EXERCISE REQUIREMENTS
Here are records with pictures in them. Copy all of them exactly and leave the pictures out.

MATERIALS PROVIDED
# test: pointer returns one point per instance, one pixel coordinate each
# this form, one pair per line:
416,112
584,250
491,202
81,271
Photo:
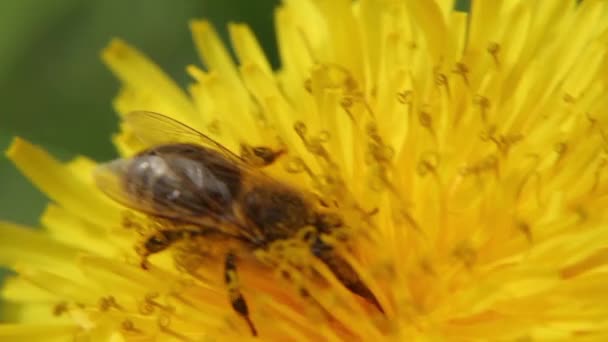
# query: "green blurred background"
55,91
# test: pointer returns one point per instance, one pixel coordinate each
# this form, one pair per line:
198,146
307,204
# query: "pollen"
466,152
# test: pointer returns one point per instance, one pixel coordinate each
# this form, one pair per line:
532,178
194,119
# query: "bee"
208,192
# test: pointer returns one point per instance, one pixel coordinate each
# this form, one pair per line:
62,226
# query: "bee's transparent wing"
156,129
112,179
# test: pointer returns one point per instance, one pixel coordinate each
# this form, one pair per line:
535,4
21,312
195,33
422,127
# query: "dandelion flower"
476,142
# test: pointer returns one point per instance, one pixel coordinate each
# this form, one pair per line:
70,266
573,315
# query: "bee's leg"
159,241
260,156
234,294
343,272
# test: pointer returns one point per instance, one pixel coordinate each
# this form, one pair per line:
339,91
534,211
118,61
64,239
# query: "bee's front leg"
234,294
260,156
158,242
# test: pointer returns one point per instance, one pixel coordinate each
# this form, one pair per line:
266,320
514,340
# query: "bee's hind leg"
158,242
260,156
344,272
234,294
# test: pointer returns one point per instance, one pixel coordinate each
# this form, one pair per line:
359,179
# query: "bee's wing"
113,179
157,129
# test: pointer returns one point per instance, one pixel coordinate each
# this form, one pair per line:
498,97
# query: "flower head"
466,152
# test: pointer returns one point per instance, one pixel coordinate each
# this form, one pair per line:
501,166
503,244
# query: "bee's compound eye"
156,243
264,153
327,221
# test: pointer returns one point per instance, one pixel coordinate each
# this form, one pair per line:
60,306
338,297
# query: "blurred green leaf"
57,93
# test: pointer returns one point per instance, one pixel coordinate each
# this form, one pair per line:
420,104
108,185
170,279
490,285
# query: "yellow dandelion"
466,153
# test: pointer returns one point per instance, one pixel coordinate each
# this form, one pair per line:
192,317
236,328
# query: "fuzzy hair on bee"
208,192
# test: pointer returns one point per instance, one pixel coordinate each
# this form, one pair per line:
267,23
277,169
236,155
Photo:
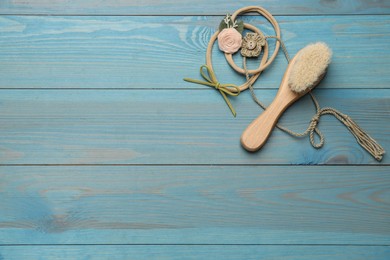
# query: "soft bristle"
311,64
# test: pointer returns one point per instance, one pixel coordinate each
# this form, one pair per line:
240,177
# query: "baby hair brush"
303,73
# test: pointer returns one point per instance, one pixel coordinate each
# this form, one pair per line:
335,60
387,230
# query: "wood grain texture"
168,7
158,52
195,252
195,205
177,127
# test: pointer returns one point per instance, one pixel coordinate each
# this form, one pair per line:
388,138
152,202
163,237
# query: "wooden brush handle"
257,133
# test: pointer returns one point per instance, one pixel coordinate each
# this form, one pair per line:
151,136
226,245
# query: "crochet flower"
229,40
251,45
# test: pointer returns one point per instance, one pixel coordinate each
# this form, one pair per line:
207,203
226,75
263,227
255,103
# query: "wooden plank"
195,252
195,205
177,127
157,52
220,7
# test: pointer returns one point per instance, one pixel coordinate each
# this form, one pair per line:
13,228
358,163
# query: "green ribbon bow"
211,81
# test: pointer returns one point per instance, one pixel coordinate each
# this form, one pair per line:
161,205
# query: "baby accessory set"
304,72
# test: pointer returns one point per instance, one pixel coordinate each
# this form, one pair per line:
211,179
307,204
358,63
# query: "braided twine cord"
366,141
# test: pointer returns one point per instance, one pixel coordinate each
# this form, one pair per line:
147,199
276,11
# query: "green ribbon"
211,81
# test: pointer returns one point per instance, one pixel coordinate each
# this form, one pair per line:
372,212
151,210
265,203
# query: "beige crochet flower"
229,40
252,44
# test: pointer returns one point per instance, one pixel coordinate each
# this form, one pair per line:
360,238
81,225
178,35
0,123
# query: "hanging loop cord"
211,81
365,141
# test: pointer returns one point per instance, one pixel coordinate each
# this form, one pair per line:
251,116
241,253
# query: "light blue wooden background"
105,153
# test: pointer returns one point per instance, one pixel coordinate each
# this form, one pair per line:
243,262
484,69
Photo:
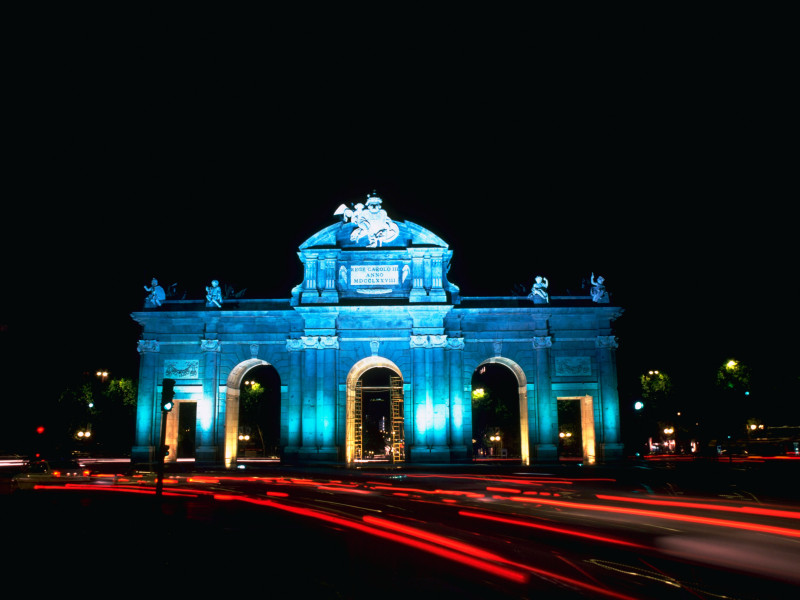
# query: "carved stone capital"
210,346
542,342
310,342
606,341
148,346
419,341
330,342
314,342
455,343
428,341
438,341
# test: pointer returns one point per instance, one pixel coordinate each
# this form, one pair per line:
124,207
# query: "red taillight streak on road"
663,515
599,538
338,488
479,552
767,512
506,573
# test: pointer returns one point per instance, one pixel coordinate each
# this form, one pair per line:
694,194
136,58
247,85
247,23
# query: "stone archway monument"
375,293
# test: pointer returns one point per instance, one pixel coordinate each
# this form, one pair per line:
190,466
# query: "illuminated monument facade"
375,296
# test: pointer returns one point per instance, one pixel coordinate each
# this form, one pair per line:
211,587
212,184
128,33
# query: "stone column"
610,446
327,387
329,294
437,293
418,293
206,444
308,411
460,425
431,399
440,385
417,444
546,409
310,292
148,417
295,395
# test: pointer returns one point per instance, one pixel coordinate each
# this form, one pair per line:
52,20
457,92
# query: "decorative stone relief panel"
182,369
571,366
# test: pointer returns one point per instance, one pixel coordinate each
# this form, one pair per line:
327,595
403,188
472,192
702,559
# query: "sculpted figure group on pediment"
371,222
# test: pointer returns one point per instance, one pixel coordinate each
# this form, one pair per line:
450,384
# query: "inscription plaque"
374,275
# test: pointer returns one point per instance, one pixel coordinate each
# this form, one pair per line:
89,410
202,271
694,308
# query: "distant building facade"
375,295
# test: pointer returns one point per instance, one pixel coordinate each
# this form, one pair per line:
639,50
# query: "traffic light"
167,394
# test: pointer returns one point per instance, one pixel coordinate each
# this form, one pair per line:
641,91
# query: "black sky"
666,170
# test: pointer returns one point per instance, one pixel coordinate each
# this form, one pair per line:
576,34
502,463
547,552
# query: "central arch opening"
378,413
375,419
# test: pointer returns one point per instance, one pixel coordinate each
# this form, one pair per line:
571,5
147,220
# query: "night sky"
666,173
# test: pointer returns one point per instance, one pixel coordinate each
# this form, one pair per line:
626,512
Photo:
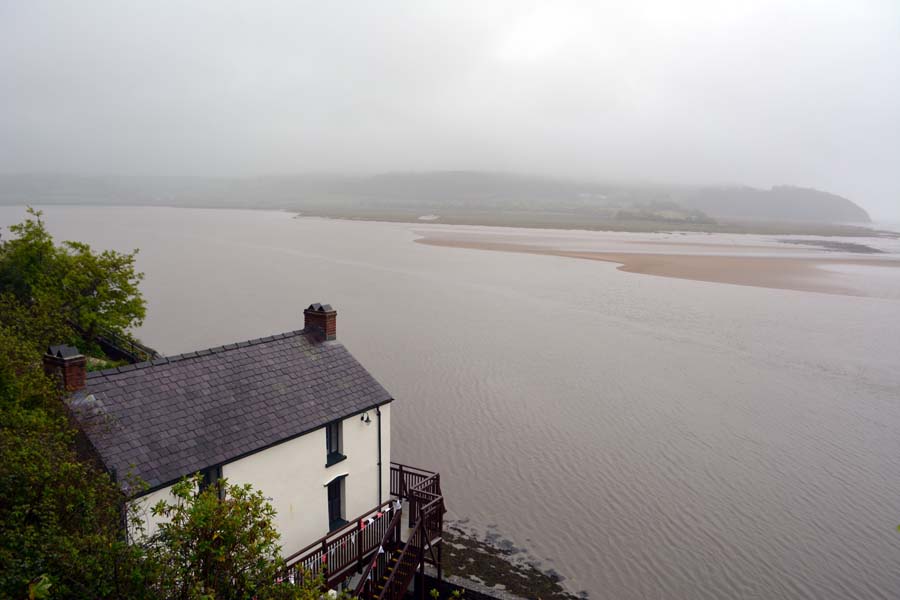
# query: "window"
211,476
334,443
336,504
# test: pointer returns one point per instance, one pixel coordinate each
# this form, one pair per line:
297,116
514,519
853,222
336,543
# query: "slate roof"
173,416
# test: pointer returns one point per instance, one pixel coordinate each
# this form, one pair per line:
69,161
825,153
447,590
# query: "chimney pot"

THE RESPONSE
# test: pointer returns one point per instance, one pixel coordinate each
# this form, one pair per line:
416,112
584,250
491,202
81,271
Photo:
# query: "green blurred background"
55,91
# test: pointer returns one point per instance, one pixel coordinate each
# this form, one pair per line:
198,146
307,204
# query: "pollen"
466,152
# test: pointer returns one point per instance, one pixel coordinate each
# this form, one pair per line:
532,178
194,119
# query: "bee"
208,192
# test: pointer returns one point per instance, one pixel coordinate each
# this form, one pair per line:
62,226
# query: "bee's transparent wing"
156,129
112,179
# test: pointer returns one point per instance, one pixel coordinate each
# this form, one pair per line:
535,4
21,312
195,33
422,127
# query: "dandelion flower"
476,142
# test: pointer returns one point per instance, one pixel coordinate each
# this form, one pair per line:
70,266
573,315
# query: "bee's leg"
159,241
260,156
234,294
343,272
# test: pointer returns one point per instance, one pixel coordinate each
# this form, one pair per line:
339,91
534,211
118,61
64,239
# query: "bee's front leg"
234,294
260,156
158,242
# test: pointer returns one point per instance, one pixel coordinate each
# this form, one pair per line:
266,320
514,340
# query: "bee's hind leg"
158,242
260,156
344,272
234,294
# test: pointer returns one point per instance, one pixel coordinate each
# this form, one pair per line:
359,179
# query: "bee's wing"
113,179
157,129
# test: pointer returns one point per instance, one pixel coordinate each
# this form, one pair per line:
498,97
# query: "flower head"
466,152
# test: pointer returns one point per instance, one pixel coordinate each
# this form, one pair per line:
501,166
503,244
# query: "bee's compound eye"
156,243
264,153
327,221
# test: pointer returns one point per instance, one pixel coordinate each
# this form, one pair per line:
60,306
338,297
# query: "blurred green leaf"
57,93
# test: pointer returns one point per instance, one pixel coordinate each
# this form, one pair per line:
420,104
108,185
170,279
490,285
# query: "yellow dandelion"
466,153
# test: pointer returns one point per instance, one pixel coordinate each
# this form, one pair per line:
192,317
236,328
# query: "fuzzy hair on bee"
208,192
# test: pointer returns one point per instance, one pixel coordinate each
# this form, one pair per line:
267,23
277,169
236,155
Photo:
# query: "soft bristle"
311,64
# test: pointer returns one point per instance, one pixel coordinate each
# this form, one pair per line:
240,177
# query: "baby hair brush"
303,73
# test: pointer returns one point per instance, one pixel coordinate each
# this form, one pair per line:
335,60
387,230
# query: "wood grain texture"
168,7
158,52
195,252
195,205
177,127
# test: pointer returns one point per instance, one pixel coordinate each
# this form, one pair per line:
388,138
152,202
163,237
# query: "wooden brush handle"
257,133
# test: pointer returns one point per instance, one pixel coordinate each
# this form, one pair per line:
151,136
226,245
# query: "crochet flower"
229,40
251,45
# test: pointer returns one point per instance, one pixel coordinate each
# this form, one pair per line:
207,203
226,75
263,227
255,103
# query: "wooden plank"
195,252
195,205
177,127
157,52
220,7
# test: pointer returns one point per instance, one pixel coordinate each
# this form, one pair per line:
13,228
358,163
# query: "green ribbon bow"
211,81
# test: pointer returns one point per instance, one pixel coordinate each
# this form, one pair per line:
161,205
# query: "baby accessory set"
304,72
# test: pointer returns one point per instance, one pixel coordinate each
# this form, one pair per line:
211,179
307,204
358,63
# query: "braided twine cord"
366,141
# test: pointer returns one point per instance, one pixel coordinate each
# this form, one pair per line:
147,199
276,11
# query: "green ribbon"
211,81
# test: pointer returns one point per instance, one pixel coordinate each
# this form, one pair per line:
372,212
151,210
265,203
# query: "beige crochet flower"
229,40
252,44
# test: pointer returns one point per instance, one pixel coordinate each
# this form, one pair per line:
360,238
81,225
178,35
0,123
# query: "hanging loop cord"
211,81
365,141
# test: pointer returns one point per instance, one pixel coordinate each
# this form, one pair per line:
251,116
241,253
# query: "light blue wooden background"
105,153
# test: pointer returns one point per instance, one pixel coordinate each
# this form, one pair per line:
243,262
484,69
Photo:
# query: "carved stone capital"
210,346
542,342
310,342
606,341
148,346
419,341
330,342
314,342
455,343
428,341
438,341
# test: pointer returns one point per instance, one pixel coordinate each
# this form, one pair per line:
124,207
# query: "red taillight streak on road"
663,515
599,538
338,488
479,552
767,512
506,573
# test: pointer returns one point per instance, one pixel coordinate each
# this form, one pair per line:
694,194
136,58
247,85
247,23
# query: "stone archway monument"
375,293
# test: pointer returns one point per instance, one pixel coordinate each
# this form, one pair per line:
190,466
# query: "illuminated monument facade"
375,296
# test: pointer returns one point per instance, one pixel coordinate each
# this form, one pair per line:
211,587
212,184
128,33
# query: "stone column"
610,446
327,387
329,294
437,293
418,293
206,444
308,411
460,425
431,399
440,385
417,444
546,409
310,292
148,417
295,395
# test: pointer returns one point per instance, one pixel coordinate each
# this form, one pair per line:
52,20
457,92
# query: "decorative stone relief panel"
182,369
571,366
# test: pointer returns one point per instance, one pixel coordinate each
# this form, one pair per line:
327,595
403,188
472,192
702,559
# query: "sculpted figure group on pediment"
371,222
# test: pointer returns one point per instance, one pixel coordinate each
# this form, one pair per line:
450,384
# query: "inscription plaque"
374,275
# test: pointer returns one point per instance, one pixel coordinate each
# this form, one pair per line:
89,410
202,271
694,308
# query: "distant building facade"
375,295
# test: pointer returns one point per instance, one pixel coordinate each
# this form, one pair per line:
639,50
# query: "traffic light"
167,394
# test: pointer returns one point per instance, one pixel coordinate each
# this form, one pair per line:
641,91
# query: "black sky"
666,170
# test: pointer returns one point per instance, one pixel coordinate each
# this form, one pair per line:
576,34
502,463
547,552
# query: "central arch opening"
378,413
375,419
# test: pointer returns one point per instance, one pixel coordinate each
# this form, one pair per line:
571,5
147,220
# query: "night sky"
666,173
# test: pointer returns one point per instance, one pixel coordinate each
# this form, one pair per line:
626,512
Photo:
# query: "window"
211,476
334,443
336,504
# test: pointer returns one point per instance, one pixel coordinate each
# this form, one pair per line:
297,116
514,519
853,222
336,543
# query: "slate roof"
173,416
# test: pointer returns one point per instance, one pixel coordinate each
# this form, one pair per line:
69,161
825,153
447,590
# query: "chimney pot"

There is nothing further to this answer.